**WHAT YOU ARE ASKED TO DO:** Leave out the pictures and set down exactly the lines from the start of the listing through the one with "positive clicks: (226, 268)", both included.

**EXTRACTED RECORDS:**
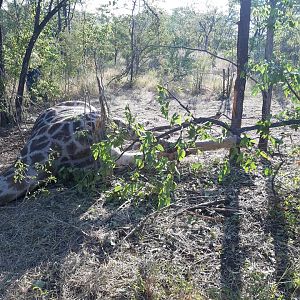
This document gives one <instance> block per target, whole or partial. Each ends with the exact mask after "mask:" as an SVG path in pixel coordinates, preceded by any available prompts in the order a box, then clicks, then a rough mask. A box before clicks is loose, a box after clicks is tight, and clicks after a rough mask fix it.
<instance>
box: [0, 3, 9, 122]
mask: <svg viewBox="0 0 300 300" xmlns="http://www.w3.org/2000/svg"><path fill="white" fill-rule="evenodd" d="M2 4H3V0H0V11H1V9H2ZM2 26H3V24H2V21H0V127H4V126H6V125H7V123H8V121H9V119H8V115H7V112H6V108H7V104H6V100H5V67H4V55H3V30H2Z"/></svg>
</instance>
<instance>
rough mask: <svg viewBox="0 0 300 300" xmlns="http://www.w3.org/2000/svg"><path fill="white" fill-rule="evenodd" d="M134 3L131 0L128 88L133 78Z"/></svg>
mask: <svg viewBox="0 0 300 300" xmlns="http://www.w3.org/2000/svg"><path fill="white" fill-rule="evenodd" d="M136 1H137V0H133V6H132V11H131V31H130V45H131V61H130V80H129V82H130V86H132V84H133V76H134V61H135V55H136V53H135V50H136V49H135V36H134V33H135V18H134V10H135V6H136Z"/></svg>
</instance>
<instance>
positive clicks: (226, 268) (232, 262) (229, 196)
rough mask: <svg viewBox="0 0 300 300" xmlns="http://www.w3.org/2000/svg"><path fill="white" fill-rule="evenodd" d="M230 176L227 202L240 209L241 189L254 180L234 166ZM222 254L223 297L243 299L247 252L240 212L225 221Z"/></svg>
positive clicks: (221, 275) (222, 285)
mask: <svg viewBox="0 0 300 300" xmlns="http://www.w3.org/2000/svg"><path fill="white" fill-rule="evenodd" d="M231 172H232V175H230V177H229V178H228V181H229V183H228V184H229V187H228V188H227V196H226V202H227V205H230V207H232V209H234V210H237V211H238V210H239V209H240V200H239V197H240V194H241V189H242V188H243V187H245V186H251V185H252V184H253V183H252V180H251V178H250V177H249V175H247V174H245V173H244V171H243V170H240V169H236V168H233V169H232V171H231ZM223 226H224V229H223V243H222V254H221V274H220V277H221V299H224V300H225V299H226V300H227V299H232V300H234V299H241V291H242V274H241V273H242V267H243V265H244V261H245V258H246V253H245V251H244V249H243V248H242V246H241V238H240V235H241V216H240V214H239V212H232V213H230V214H228V215H227V216H226V218H225V221H224V223H223Z"/></svg>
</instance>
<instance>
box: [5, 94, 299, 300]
mask: <svg viewBox="0 0 300 300" xmlns="http://www.w3.org/2000/svg"><path fill="white" fill-rule="evenodd" d="M153 97H154V96H153V94H152V93H151V92H149V91H144V90H143V91H142V92H141V91H140V90H120V91H119V92H116V91H115V92H114V94H112V96H111V100H110V103H111V104H112V111H113V113H114V114H117V115H118V114H119V115H120V114H121V113H122V112H123V108H124V107H125V106H126V104H130V105H131V108H132V111H133V113H134V114H136V115H137V116H138V119H140V120H145V119H149V120H150V122H151V123H150V125H151V126H152V125H157V124H160V123H161V122H162V119H161V117H160V116H159V114H158V107H157V104H155V102H154V101H153V99H152V98H153ZM247 97H248V99H250V97H249V95H247ZM182 98H183V101H184V103H185V104H189V105H190V107H191V109H192V110H193V112H195V115H197V116H205V115H206V116H207V115H213V114H215V113H216V111H218V109H219V108H220V105H221V102H220V101H217V100H216V99H215V98H213V99H211V98H210V96H209V95H203V96H201V97H200V96H199V97H190V96H188V95H185V97H182ZM250 100H251V101H246V103H245V122H247V124H252V123H253V122H255V119H256V116H257V115H258V114H259V110H260V107H259V101H257V102H255V101H253V99H250ZM95 102H96V100H95ZM171 105H172V106H175V105H173V103H171ZM275 108H276V109H277V110H278V106H277V103H275ZM172 109H174V108H173V107H172ZM251 122H252V123H251ZM150 125H149V126H150ZM278 134H280V130H279V131H278ZM14 135H16V136H14ZM14 135H12V136H13V137H14V144H13V146H14V148H17V147H20V145H19V144H20V141H18V139H17V138H18V137H19V138H20V136H19V135H18V132H15V133H14ZM9 138H10V136H9V135H7V136H6V137H5V136H4V137H2V138H1V140H0V141H1V144H2V145H6V144H7V145H8V144H9ZM294 138H295V141H296V140H297V139H299V136H298V137H297V136H296V137H295V136H294ZM287 141H288V140H287ZM295 143H296V144H297V142H295ZM4 147H6V146H4ZM5 149H7V151H10V150H9V149H8V148H4V149H3V151H4V150H5ZM1 151H2V149H1ZM286 152H287V150H286V151H284V153H285V155H286ZM15 155H16V152H13V153H12V156H15ZM225 155H226V153H224V152H222V151H219V152H215V153H205V154H203V155H202V156H201V157H199V158H198V159H199V162H200V163H201V165H202V168H201V167H200V169H199V170H197V171H195V170H192V169H191V168H190V167H189V165H183V166H182V176H181V178H180V180H178V190H177V192H176V194H175V202H174V204H173V205H172V206H171V207H169V208H167V209H165V210H163V211H160V212H157V213H155V211H156V207H155V205H154V204H153V203H151V200H149V199H148V200H147V201H145V200H142V199H141V201H140V203H138V204H136V203H132V202H131V201H128V202H126V203H125V204H124V205H122V206H120V203H117V202H114V201H111V202H109V203H108V202H107V201H106V199H105V193H104V191H103V190H101V189H99V194H96V195H95V194H90V195H89V193H88V191H86V192H85V193H83V194H80V193H79V192H78V191H77V190H76V189H67V188H65V187H63V186H55V187H52V189H51V190H50V192H51V193H50V195H41V196H38V197H37V198H36V199H27V200H24V201H20V202H16V203H12V204H11V205H9V206H6V207H1V208H0V215H1V218H0V228H1V230H0V299H1V300H2V299H3V300H6V299H12V300H13V299H24V300H25V299H26V300H27V299H60V300H67V299H68V300H69V299H70V300H74V299H75V300H76V299H78V300H79V299H91V300H92V299H104V300H105V299H148V300H154V299H170V300H171V299H178V300H179V299H180V300H181V299H186V300H187V299H189V300H190V299H199V300H200V299H201V300H203V299H205V300H206V299H213V300H218V299H222V300H223V299H230V300H231V299H247V300H248V299H249V300H250V299H255V300H256V299H259V300H266V299H286V300H287V299H293V300H296V299H299V298H300V294H299V287H300V280H299V278H300V267H299V266H300V261H299V257H300V247H299V235H297V234H296V233H297V232H299V224H300V222H299V218H298V217H297V216H298V215H297V214H295V215H293V216H294V217H295V219H293V220H294V221H293V222H294V223H291V219H290V217H291V216H292V215H289V214H287V212H289V211H288V210H287V209H286V207H276V206H274V195H273V193H272V189H271V188H270V183H269V182H268V180H267V179H266V178H264V177H263V176H262V175H261V174H260V173H259V172H258V173H257V174H256V175H253V176H249V175H247V174H244V173H243V172H240V171H238V170H234V172H233V173H232V176H231V177H229V178H228V180H227V181H226V182H225V183H224V184H223V185H220V184H218V183H217V173H218V169H219V166H218V164H219V163H220V162H222V161H223V159H224V156H225ZM8 159H11V158H9V157H7V156H5V157H2V160H8ZM285 159H286V164H285V165H284V167H283V169H282V170H281V172H280V174H279V176H278V178H277V181H276V184H277V185H278V186H279V187H281V190H280V191H281V194H280V196H283V197H285V196H287V195H288V196H291V195H292V197H294V200H293V201H299V199H298V198H299V197H298V196H299V195H297V191H298V190H297V187H296V185H297V184H295V186H292V185H291V182H292V178H297V176H298V178H299V177H300V174H299V168H298V165H297V158H296V156H294V157H291V156H285ZM298 159H299V158H298ZM1 163H3V162H2V161H1ZM201 165H199V166H201ZM129 200H130V199H129ZM209 201H211V202H213V201H223V203H221V204H218V205H214V206H213V207H211V208H207V209H203V208H202V209H191V207H193V206H194V205H198V204H199V203H203V202H209ZM296 203H297V202H296ZM230 209H231V210H230ZM145 218H146V219H145ZM297 218H298V219H297ZM143 220H144V221H143ZM141 222H142V223H141ZM140 224H143V226H140ZM133 229H135V231H134V234H133V235H131V236H130V237H129V238H128V239H124V238H125V237H126V236H127V234H128V233H129V232H131V230H133ZM297 230H298V231H297ZM297 288H298V290H297ZM280 297H282V298H280Z"/></svg>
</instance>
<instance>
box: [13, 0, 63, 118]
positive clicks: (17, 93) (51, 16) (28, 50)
mask: <svg viewBox="0 0 300 300" xmlns="http://www.w3.org/2000/svg"><path fill="white" fill-rule="evenodd" d="M67 1H68V0H61V1H60V2H59V3H58V4H57V5H56V6H55V7H54V8H53V9H52V10H49V12H48V13H47V15H46V16H45V17H44V19H43V21H42V22H41V23H40V22H39V20H40V5H39V4H40V2H41V1H39V2H38V5H37V9H36V15H35V24H34V30H33V34H32V36H31V38H30V40H29V43H28V46H27V48H26V52H25V55H24V57H23V62H22V68H21V73H20V76H19V85H18V89H17V96H16V99H15V107H16V121H17V122H21V120H22V108H23V95H24V87H25V82H26V74H27V71H28V66H29V60H30V57H31V54H32V50H33V47H34V45H35V43H36V41H37V39H38V37H39V35H40V34H41V32H42V30H43V29H44V28H45V26H46V25H47V24H48V22H49V21H50V20H51V19H52V17H53V16H54V15H55V14H56V13H57V12H58V11H59V10H60V8H61V7H62V6H63V5H64V4H65V3H66V2H67Z"/></svg>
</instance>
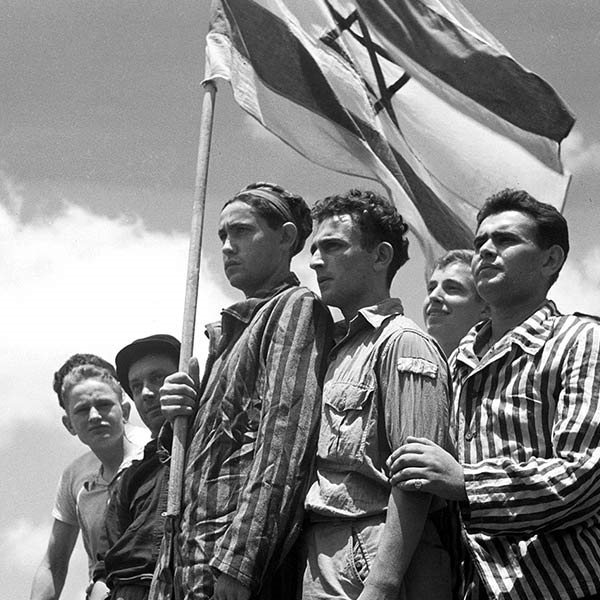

**TASK RESPONSE:**
This document gives one <instance> block per target, whole or partial. Each ends with the exact mask after "mask:" as an SVG path in pixel coordinates, preceded by any available prompts in the order a box, then clicks, then a rough mask. A box before clicks is loose, a box after clicks is tight, and clicks after a rough mask fix it.
<instance>
box: [0, 3, 9, 122]
mask: <svg viewBox="0 0 300 300" xmlns="http://www.w3.org/2000/svg"><path fill="white" fill-rule="evenodd" d="M2 4H3V0H0V11H1V9H2ZM2 26H3V24H2V21H0V127H4V126H6V125H7V123H8V121H9V119H8V115H7V112H6V108H7V104H6V100H5V67H4V55H3V30H2Z"/></svg>
</instance>
<instance>
rough mask: <svg viewBox="0 0 300 300" xmlns="http://www.w3.org/2000/svg"><path fill="white" fill-rule="evenodd" d="M134 3L131 0L128 88L133 78Z"/></svg>
mask: <svg viewBox="0 0 300 300" xmlns="http://www.w3.org/2000/svg"><path fill="white" fill-rule="evenodd" d="M136 1H137V0H133V6H132V11H131V31H130V45H131V61H130V80H129V82H130V86H132V84H133V76H134V61H135V55H136V53H135V50H136V49H135V36H134V33H135V18H134V10H135V6H136Z"/></svg>
</instance>
<instance>
positive clicks: (226, 268) (232, 262) (229, 196)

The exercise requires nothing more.